The Stones - "A Bigger Bang" and loudness

GroupDIY Audio Forum

Help Support GroupDIY Audio Forum:

This site may earn a commission from merchant affiliate links, including eBay, Amazon, and others.

ruffrecords

Well-known member
Joined
Nov 10, 2006
Messages
16,155
Location
Norfolk - UK
I have listened to this album quite a lot in the last year in the car mainly because it has lot of the same drive an earthiness of their earlier albums. However, I hate the production/mastering, especially what they have done to Charlie Watts drums. It is so bad that after a few minutes it actually makes my ears hurt. I have no argument with the loudness wars - they were in full swing in the 60s when I first really got interested in music, but it seems to me that some of the methods currently in use actually make the music less listenable and this album is a good example.

▸ Stored data
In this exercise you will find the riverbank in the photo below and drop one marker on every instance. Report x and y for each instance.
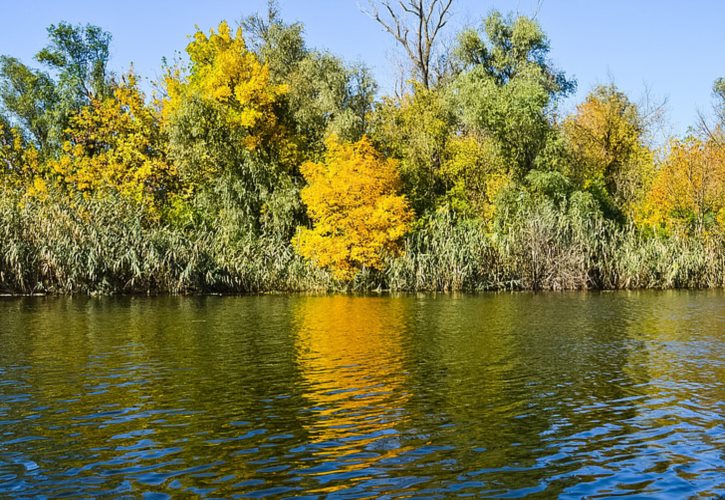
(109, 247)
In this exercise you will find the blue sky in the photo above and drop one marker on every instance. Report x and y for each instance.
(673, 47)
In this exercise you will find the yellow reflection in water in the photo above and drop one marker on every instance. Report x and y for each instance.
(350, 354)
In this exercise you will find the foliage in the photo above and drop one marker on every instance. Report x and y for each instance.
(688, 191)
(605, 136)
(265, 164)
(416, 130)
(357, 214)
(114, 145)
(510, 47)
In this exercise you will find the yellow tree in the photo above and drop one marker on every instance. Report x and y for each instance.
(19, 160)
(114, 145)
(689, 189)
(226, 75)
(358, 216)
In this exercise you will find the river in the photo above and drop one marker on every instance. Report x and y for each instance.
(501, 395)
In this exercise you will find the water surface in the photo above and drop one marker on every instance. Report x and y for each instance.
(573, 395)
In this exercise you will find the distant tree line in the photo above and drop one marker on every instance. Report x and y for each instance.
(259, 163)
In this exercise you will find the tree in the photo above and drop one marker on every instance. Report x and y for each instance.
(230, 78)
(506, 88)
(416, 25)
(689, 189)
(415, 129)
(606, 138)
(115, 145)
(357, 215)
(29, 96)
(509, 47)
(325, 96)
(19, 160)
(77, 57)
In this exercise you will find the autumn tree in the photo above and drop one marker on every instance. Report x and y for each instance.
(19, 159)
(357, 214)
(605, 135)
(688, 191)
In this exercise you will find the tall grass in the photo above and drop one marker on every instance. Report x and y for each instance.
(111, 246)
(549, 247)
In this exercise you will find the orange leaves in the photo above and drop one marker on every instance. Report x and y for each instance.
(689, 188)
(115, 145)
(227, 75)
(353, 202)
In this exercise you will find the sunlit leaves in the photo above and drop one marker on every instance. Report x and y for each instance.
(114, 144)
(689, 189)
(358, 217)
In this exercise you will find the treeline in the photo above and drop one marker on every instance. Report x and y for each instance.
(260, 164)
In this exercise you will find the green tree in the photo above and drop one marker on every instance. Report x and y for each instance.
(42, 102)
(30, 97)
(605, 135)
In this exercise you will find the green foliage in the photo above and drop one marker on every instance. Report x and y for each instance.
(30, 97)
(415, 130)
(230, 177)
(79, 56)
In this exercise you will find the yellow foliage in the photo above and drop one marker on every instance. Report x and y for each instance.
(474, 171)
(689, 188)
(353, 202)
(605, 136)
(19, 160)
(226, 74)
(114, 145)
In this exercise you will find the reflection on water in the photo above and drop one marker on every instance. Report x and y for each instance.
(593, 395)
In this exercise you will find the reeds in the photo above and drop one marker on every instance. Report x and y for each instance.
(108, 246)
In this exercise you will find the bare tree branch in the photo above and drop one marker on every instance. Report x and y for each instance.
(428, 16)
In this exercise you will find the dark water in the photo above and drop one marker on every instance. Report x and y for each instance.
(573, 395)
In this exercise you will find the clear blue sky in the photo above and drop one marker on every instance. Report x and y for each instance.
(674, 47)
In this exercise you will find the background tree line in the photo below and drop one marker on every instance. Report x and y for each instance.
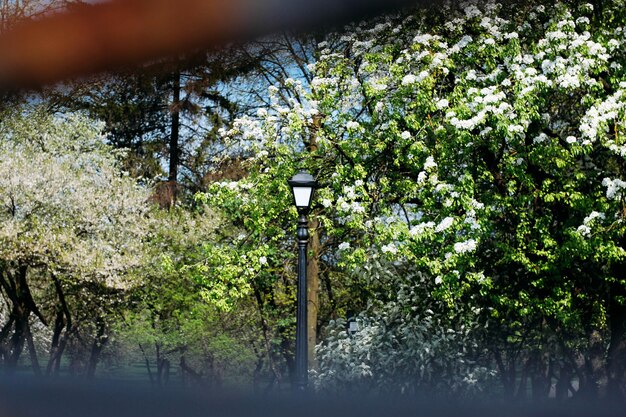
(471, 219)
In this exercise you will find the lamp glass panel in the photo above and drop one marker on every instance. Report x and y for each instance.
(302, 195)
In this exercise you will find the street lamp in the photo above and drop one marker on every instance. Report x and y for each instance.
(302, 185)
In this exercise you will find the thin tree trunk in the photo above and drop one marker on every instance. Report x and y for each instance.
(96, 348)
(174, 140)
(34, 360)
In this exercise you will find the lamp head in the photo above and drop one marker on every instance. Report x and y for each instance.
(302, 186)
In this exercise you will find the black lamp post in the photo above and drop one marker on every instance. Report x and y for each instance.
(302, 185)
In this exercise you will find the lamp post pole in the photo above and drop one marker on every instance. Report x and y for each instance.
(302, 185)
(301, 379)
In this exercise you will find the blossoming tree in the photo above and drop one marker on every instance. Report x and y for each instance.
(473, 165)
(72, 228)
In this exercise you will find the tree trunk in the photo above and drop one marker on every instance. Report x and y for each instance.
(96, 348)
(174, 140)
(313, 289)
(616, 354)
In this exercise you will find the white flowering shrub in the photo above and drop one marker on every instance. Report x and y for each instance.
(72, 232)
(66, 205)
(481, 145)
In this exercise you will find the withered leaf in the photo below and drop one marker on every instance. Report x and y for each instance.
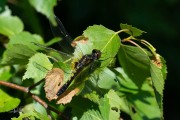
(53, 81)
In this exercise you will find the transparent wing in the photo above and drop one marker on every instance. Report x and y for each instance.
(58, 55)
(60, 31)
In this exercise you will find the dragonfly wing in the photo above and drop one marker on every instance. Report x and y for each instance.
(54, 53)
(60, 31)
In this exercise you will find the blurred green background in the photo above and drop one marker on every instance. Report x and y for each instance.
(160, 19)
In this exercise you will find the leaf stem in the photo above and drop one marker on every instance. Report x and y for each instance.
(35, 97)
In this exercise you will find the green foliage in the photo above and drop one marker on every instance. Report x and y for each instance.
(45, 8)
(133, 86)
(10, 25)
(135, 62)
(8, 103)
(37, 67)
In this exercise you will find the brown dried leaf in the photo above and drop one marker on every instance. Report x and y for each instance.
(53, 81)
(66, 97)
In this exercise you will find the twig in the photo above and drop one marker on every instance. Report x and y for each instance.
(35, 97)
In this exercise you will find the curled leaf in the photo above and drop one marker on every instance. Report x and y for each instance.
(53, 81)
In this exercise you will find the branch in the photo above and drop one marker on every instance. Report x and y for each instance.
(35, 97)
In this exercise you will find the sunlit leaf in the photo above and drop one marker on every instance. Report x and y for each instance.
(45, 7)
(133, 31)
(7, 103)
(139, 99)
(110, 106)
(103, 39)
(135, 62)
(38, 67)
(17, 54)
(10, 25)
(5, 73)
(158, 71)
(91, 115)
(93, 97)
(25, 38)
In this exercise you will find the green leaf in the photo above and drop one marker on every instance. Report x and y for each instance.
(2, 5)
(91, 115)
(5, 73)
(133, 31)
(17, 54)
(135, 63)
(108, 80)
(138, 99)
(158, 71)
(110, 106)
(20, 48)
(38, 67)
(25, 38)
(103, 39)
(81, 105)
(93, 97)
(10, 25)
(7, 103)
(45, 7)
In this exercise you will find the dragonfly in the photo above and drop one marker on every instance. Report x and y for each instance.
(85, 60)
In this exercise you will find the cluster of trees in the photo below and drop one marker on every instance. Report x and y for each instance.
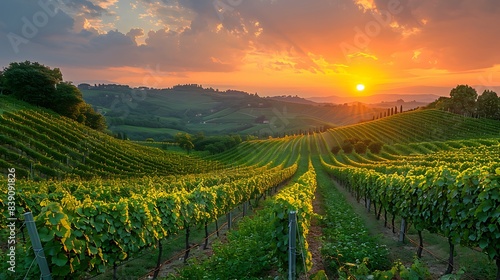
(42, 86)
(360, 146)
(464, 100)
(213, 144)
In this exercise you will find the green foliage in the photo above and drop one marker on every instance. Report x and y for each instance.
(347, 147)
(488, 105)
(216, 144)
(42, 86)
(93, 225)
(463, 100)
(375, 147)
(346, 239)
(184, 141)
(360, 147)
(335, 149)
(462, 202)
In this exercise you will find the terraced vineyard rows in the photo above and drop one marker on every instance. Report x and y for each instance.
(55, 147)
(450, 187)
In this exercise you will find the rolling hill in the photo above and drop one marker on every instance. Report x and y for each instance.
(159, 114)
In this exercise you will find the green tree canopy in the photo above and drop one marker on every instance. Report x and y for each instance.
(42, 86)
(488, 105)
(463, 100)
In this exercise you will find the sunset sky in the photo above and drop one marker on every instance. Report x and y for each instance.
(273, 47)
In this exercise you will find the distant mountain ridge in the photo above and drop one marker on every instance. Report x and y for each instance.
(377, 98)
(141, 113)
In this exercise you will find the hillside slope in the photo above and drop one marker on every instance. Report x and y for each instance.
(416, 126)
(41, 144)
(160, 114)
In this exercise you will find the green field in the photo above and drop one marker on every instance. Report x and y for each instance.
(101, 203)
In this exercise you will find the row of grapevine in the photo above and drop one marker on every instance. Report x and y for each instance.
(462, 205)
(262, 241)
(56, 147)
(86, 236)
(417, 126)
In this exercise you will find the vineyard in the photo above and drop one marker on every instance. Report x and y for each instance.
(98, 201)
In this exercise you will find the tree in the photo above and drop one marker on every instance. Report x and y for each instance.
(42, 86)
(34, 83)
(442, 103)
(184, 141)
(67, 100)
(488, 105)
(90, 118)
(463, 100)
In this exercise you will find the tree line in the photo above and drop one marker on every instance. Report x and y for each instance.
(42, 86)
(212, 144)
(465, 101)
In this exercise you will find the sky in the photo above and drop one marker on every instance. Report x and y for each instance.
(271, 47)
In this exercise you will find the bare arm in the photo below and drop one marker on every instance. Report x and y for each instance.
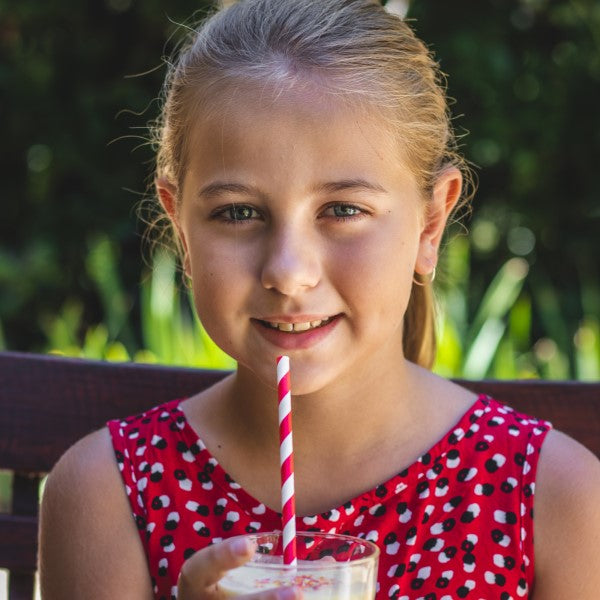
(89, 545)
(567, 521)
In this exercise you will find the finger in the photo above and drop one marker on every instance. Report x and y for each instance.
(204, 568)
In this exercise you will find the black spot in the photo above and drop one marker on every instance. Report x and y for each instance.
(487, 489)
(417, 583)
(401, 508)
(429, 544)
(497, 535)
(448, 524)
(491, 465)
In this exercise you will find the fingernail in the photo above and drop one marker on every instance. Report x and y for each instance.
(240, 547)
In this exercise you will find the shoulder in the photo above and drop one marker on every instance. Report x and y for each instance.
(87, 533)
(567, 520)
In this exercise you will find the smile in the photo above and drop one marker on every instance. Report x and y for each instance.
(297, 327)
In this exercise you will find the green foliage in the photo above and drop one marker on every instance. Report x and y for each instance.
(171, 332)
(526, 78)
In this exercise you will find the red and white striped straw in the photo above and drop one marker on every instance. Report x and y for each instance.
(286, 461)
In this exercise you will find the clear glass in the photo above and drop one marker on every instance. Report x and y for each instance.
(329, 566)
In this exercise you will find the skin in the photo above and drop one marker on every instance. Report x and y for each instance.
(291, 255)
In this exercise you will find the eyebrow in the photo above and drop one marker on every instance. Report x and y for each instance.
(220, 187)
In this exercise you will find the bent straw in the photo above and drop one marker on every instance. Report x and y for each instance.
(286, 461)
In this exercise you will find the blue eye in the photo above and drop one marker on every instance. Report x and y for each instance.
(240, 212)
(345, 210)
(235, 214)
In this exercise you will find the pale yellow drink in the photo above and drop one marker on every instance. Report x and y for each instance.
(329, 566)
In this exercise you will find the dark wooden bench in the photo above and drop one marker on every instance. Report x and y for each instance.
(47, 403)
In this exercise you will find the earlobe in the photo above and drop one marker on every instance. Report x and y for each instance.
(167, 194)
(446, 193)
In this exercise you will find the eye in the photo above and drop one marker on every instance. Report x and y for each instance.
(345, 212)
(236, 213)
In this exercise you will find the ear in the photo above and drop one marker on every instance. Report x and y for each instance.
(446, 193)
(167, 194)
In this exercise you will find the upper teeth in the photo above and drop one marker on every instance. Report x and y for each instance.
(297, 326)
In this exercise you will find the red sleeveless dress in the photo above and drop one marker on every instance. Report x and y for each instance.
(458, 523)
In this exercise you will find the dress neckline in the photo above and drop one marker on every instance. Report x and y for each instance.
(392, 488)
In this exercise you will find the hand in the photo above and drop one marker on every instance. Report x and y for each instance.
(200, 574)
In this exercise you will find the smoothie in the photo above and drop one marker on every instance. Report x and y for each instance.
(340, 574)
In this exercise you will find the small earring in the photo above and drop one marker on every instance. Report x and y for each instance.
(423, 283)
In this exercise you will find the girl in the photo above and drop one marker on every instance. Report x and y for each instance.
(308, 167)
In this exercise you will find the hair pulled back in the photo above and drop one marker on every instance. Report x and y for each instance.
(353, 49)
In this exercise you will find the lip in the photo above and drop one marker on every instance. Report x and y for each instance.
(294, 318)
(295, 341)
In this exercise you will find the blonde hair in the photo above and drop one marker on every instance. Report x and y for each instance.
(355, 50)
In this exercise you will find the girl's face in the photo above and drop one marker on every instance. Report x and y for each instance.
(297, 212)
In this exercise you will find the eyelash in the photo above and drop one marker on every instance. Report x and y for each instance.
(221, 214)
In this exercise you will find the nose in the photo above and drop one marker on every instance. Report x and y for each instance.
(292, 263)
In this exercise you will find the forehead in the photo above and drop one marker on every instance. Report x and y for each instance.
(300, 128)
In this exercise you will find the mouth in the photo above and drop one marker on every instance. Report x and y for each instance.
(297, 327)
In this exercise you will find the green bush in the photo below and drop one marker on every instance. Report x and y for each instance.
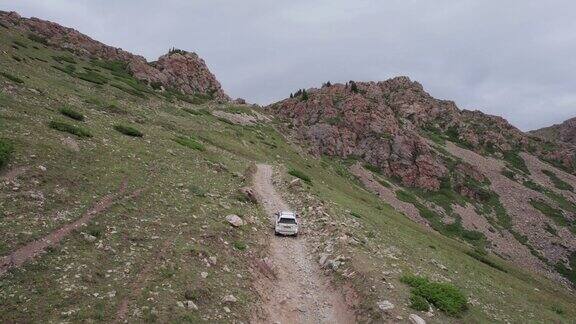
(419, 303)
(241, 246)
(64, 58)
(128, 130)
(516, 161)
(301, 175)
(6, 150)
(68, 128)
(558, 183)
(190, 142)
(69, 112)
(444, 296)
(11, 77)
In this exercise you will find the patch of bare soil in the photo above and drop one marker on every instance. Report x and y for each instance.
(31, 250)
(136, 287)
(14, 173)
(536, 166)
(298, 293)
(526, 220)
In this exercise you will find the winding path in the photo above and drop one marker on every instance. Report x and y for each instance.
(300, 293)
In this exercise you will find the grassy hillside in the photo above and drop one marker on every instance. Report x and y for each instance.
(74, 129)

▸ Aim of the task
Reproduce the entire forum post on the loudness of "A Bigger Bang" verbatim, from its title line to its final sentence. The lines above are not needed here.

▸ Task response
The Stones - "A Bigger Bang" and loudness

GroupDIY Audio Forum

Help Support GroupDIY Audio Forum:

This site may earn a commission from merchant affiliate links, including eBay, Amazon, and others.

ruffrecords

Well-known member
Joined
Nov 10, 2006
Messages
16,155
Location
Norfolk - UK
I have listened to this album quite a lot in the last year in the car mainly because it has lot of the same drive an earthiness of their earlier albums. However, I hate the production/mastering, especially what they have done to Charlie Watts drums. It is so bad that after a few minutes it actually makes my ears hurt. I have no argument with the loudness wars - they were in full swing in the 60s when I first really got interested in music, but it seems to me that some of the methods currently in use actually make the music less listenable and this album is a good example.